TEXT PROVIDED
Backtest interpretation is the quieter cost. Reporting Sharpe or max-drawdown against a Gaussian VaR baseline confounds two different things: the strategy’s actual skill at avoiding losses, and the metric’s blindness to the loss distribution. A strategy that “outperforms on a risk-adjusted basis” under Gaussian VaR may simply be running identical risk in a worse-measured way. Switching to a Cornish-Fisher baseline doesn’t fix the strategy — it stops the metric from lying about it.

The historical record

October 19, 1987 was a twenty-sigma move against the Gaussian baseline of the prior decade. Its Gaussian probability is zero to many decimal places. LTCM imploded in September 1998 on a sequence of Russian-default-driven moves their own VaR model rated as effectively impossible. 2008 was a parade of model breaches whose backtests had passed cleanly, because the backtests used the same Gaussian assumption that was breaking under them in production. March 2020 was the most recent live demonstration: a 3% daily equity move is routine under Cornish-Fisher and still gets classified as a “tail event” by every Gaussian dashboard that watched it happen.

This is not new information. The Cornish-Fisher expansion sits in the back of every graduate econometrics textbook. It’s absent from production risk systems because the Gaussian baseline is what regulators ask for, what off-the-shelf risk packages ship with, and what risk committees have been reading for thirty years. Switching the formula changes position sizes, changes margin requirements, changes the Sharpe ratios senior management reports up the chain. The friction is institutional, not technical — which is why it persists.

THE PROBLEM
In the text on Gaussian and Cornish-Fisher risk baselines, when did LTCM implode?

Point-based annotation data
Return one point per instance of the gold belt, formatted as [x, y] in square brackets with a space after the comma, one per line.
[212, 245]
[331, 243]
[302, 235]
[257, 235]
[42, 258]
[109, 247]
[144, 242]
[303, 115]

RESULT BELOW
September 1998